Pointing dataset excerpts
*****
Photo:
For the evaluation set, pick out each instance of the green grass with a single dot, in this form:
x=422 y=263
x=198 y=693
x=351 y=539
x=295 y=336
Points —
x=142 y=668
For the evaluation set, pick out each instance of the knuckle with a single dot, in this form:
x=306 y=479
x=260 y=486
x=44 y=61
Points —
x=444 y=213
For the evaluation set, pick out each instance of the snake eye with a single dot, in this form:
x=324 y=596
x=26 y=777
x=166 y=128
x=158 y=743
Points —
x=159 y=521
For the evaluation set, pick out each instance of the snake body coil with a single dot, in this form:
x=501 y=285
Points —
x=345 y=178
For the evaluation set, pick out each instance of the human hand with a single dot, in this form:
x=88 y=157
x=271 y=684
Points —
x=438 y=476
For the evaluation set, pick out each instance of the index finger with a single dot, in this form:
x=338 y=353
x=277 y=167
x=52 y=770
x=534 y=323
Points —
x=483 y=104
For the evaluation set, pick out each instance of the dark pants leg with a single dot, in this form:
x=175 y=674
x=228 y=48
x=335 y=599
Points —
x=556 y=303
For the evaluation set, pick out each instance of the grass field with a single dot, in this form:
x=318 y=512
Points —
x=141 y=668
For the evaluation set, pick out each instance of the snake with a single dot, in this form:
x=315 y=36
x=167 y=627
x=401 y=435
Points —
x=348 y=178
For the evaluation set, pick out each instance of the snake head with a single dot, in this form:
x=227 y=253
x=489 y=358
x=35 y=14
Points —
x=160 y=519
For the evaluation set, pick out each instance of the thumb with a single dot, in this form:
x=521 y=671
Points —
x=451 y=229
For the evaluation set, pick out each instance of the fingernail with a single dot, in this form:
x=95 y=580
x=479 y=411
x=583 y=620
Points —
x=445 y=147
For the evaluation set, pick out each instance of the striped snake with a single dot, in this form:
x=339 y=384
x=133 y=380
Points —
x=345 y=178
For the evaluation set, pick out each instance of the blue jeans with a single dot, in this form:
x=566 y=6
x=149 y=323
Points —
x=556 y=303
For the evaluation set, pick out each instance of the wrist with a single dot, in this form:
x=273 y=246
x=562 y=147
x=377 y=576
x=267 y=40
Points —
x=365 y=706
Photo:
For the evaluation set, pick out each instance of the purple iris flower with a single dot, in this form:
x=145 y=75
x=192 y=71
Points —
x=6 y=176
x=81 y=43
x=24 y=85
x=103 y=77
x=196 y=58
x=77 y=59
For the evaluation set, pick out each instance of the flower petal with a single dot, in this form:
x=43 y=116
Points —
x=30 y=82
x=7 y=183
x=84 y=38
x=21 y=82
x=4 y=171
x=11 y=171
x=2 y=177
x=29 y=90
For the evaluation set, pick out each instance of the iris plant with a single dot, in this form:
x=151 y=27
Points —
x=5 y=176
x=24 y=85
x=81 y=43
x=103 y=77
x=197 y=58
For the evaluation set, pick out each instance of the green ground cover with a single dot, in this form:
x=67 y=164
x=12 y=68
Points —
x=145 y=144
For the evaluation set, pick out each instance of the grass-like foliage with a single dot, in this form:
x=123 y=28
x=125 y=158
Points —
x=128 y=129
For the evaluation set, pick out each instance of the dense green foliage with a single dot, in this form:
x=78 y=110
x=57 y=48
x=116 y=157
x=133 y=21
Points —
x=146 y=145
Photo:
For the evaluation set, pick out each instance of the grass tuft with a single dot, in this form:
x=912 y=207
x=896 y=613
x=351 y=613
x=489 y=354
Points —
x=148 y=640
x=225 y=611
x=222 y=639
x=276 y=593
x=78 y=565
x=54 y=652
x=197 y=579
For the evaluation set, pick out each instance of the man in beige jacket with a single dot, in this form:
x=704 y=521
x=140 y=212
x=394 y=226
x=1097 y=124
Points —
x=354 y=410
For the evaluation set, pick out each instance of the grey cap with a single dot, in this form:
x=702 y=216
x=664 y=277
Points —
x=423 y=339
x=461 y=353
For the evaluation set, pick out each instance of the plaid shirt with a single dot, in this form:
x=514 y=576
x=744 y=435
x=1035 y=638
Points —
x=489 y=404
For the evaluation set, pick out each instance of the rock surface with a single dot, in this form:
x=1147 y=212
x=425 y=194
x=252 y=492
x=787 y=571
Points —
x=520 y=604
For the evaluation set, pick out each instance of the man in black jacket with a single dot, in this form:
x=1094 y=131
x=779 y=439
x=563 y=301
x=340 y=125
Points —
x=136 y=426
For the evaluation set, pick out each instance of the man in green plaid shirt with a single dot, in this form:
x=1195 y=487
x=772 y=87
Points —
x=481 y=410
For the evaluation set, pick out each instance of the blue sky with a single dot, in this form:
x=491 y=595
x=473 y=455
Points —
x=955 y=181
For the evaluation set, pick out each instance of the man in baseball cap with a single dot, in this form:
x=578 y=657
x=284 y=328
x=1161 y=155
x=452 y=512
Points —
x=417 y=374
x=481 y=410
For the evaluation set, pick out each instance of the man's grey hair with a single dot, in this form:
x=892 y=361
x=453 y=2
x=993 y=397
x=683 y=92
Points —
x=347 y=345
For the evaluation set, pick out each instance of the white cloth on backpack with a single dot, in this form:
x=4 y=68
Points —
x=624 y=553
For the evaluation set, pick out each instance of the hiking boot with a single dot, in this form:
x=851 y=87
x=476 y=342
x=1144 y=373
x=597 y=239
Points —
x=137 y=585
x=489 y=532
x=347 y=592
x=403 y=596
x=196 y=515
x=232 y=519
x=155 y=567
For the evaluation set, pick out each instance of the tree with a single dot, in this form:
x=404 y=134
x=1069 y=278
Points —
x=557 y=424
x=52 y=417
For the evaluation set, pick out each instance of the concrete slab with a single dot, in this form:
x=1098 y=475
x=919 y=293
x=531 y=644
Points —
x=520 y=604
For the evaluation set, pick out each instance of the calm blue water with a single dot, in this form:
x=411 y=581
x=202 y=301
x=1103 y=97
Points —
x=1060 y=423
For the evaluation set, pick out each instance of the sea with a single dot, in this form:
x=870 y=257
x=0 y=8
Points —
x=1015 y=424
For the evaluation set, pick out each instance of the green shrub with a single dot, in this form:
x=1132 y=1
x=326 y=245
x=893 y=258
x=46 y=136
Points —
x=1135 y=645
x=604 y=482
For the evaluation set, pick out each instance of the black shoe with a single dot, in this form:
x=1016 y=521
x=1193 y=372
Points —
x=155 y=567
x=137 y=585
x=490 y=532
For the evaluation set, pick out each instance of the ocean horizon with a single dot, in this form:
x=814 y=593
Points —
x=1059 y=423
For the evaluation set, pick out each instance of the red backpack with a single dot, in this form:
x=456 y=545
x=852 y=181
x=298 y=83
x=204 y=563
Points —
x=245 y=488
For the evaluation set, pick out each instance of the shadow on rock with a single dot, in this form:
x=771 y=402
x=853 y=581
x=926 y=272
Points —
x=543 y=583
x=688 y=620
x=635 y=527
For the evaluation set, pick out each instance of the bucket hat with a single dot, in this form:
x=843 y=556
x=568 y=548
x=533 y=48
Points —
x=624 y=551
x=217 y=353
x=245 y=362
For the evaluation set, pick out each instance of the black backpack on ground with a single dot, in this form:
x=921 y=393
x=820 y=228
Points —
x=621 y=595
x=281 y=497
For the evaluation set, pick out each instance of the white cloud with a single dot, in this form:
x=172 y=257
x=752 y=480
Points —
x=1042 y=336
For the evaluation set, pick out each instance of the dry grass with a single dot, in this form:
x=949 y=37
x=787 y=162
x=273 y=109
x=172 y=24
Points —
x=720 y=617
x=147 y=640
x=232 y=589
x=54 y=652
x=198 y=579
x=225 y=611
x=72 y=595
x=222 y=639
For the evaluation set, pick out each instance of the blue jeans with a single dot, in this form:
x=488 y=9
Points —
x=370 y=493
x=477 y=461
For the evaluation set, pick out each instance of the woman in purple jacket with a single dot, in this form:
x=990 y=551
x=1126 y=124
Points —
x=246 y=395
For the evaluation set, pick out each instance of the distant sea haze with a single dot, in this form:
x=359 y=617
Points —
*****
What to produce ▸ Write out every line of the records from the line containing "the black shoe" through the line containing "x=281 y=497", with both ends included. Shift each coordinate in the answers by -3, and leave all other lines unchanged.

Response to the task ▸
For the evaluation set, pick out each instance of the black shoe with a single dot, in this form:
x=1016 y=521
x=1193 y=372
Points —
x=152 y=564
x=134 y=582
x=487 y=529
For the evaluation set, pick out each instance of the ocean horizon with a single dot, in this form:
x=814 y=593
Points —
x=1056 y=420
For the evaluation set, pick out each instance of the red backpack with a single dot, in this form:
x=456 y=545
x=852 y=181
x=298 y=83
x=204 y=563
Points —
x=242 y=485
For the evaluation set, pick out each instance of the shadow on rock with a single dot, in this form:
x=771 y=402
x=853 y=581
x=926 y=272
Points —
x=540 y=580
x=685 y=617
x=632 y=524
For the evaluation set, pick out each instance of the bucket hat with a single dot, in this form:
x=843 y=556
x=568 y=548
x=533 y=48
Points —
x=621 y=548
x=214 y=350
x=242 y=359
For the evaluation set, pick out each instance of the black backpack on ground with a single dot, in this form:
x=921 y=393
x=820 y=228
Points —
x=618 y=592
x=278 y=494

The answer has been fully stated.